Two studies on grip strength used regression analyses [62,63]. Hwang et al. used variables from physical profiles and body part measurements as input data for 164 healthy young volunteers [62]. In this study, various combinations of variables, including demographic and anthropometric information and posture, were tested and compared for each participant, and an attempt was made to propose the model with the highest predictive power. The methods used were MLP regression and three different polynomial regressions, and the results of comparing the performance of the regressions showed that including all the variables performed better than other combinations of variables. In addition, MLP regression showed higher performance than polynomial regression, and MLP regression that considers all variables, achieved the best performance in grip strength prediction. Bae et al. used national big data from billions of people aged over 65 years, called the Korean National Fitness Award data [63]. The aim was to determine the best ML regression model for predicting grip strength in adults aged 65 years and over using various independent variables, such as body composition, blood pressure, and physical ability. The dependent variable was grip strength, and it was shown that the CatBoost Regressor had the lowest mean square error and the highest R2 value among the seven prediction models tested.
These results show that a regression model based on ML can accurately predict the grip strength of older adults and may be useful for reducing the risk of musculoskeletal disorders of the upper limbs.

3.4. Characteristics of Studies Setting Walking Speed an Output Label

Similarly to studies that set the SPPB/TUG as an output label, the most common types of input data were recorded by the IMU, IMU with GNSS, smartphone as an inertial sensor, smartwatch, or 3D optical motion capture. However, two studies employed images, such as plantar pressure images and silhouettes of walking individuals [75,76], and the same number of studies used videos that tracked participants’ walking as input data [77,78]. For measuring walking speed as label data, Soltani et al. used GNSS measurements [65]; Kidzinski et al. used the Vicon (OMG plc, Oxford, UK) system [77,80], an optical motion capture system; and Lonini et al. used the GAITRite system, a gait analysis system with an electronic walking mat [78]. Other studies used manual measurements or treadmill gait settings. Canonical measures of walking speed included the 25-foot walking test [64], 10 m walking test [70], and 6 min walking test [68,71]. Eleven studies predicted walking speed as a regression task, while four studies approached it as a classification task. As a distinctive label setting, Lee et al. established the cutoff point for the classification task based on the difference between the preoperative and postoperative walking speeds for patients undergoing TKA; the difference was categorized as either an increase of over 10%, a decrease of over 10%, or neither [73]. Davis et al. performed a regression using the gait speed reserve of adults aged > 50 years in Ireland, which was defined as the maximum gait speed minus the usual gait speed [74].

----

Task item A —
Answer these from the review excerpt on grip strength and walking speed:
(i) How many healthy young volunteers supplied the input data in the study by Hwang et al.?
(ii) Which model had the lowest mean square error and the highest R2 value in the study by Bae et al.?
(iii) How did Davis et al. define gait speed reserve?
Task item B — In the review excerpt on grip strength and walking speed, transcribe everything from "These results show" down to "the upper limbs.".
Task item C — Go on writing the review excerpt on grip strength and walking speed, starting after its final sentence.

Supplied information —
----

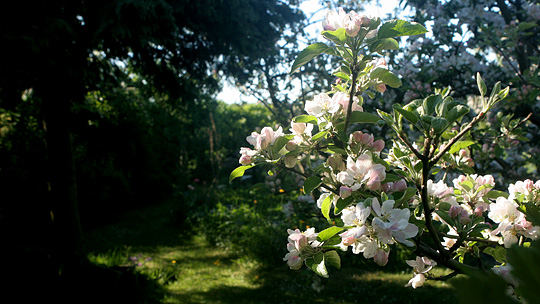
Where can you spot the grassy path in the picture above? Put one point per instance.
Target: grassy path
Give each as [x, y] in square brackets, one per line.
[190, 270]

----

Answer A —
(i) 164
(ii) The CatBoost Regressor
(iii) The maximum gait speed minus the usual gait speed

Answer B —
These results show that a regression model based on ML can accurately predict the grip strength of older adults and may be useful for reducing the risk of musculoskeletal disorders of the upper limbs.

Answer C —
For studies that obtained input data from sensors, ML techniques were similar to the general types used in the SPPB/TUG studies. However, for studies using images as input data, Sikandar et al. employed Bidirectional LSTM [75], while Chen et al. utilized CNN [76]. Both studies that used videos as inputs relied on pose estimation models. Kidzinski et al. compared the accuracy of walking speed estimation with CNN, random forest (RF), and Ridge, using features extracted via OpenPose [77]. Lonini et al. implemented DeepLabCut, an open-source pose estimation model with a graphical user interface [78].
The most common diseases in the dataset cohort were neurological disorders such as stroke [66,78], multiple sclerosis (MS) [64,68,70], and cerebral palsy [77]. Approximately half of the participants were healthy. Davis et al. used the large dataset from TILDA Wave 3 [74,81], while Sikandar et al. utilized the gait dataset from the Osaka University Institute of Scientific and Industrial Research dataset A [75,82].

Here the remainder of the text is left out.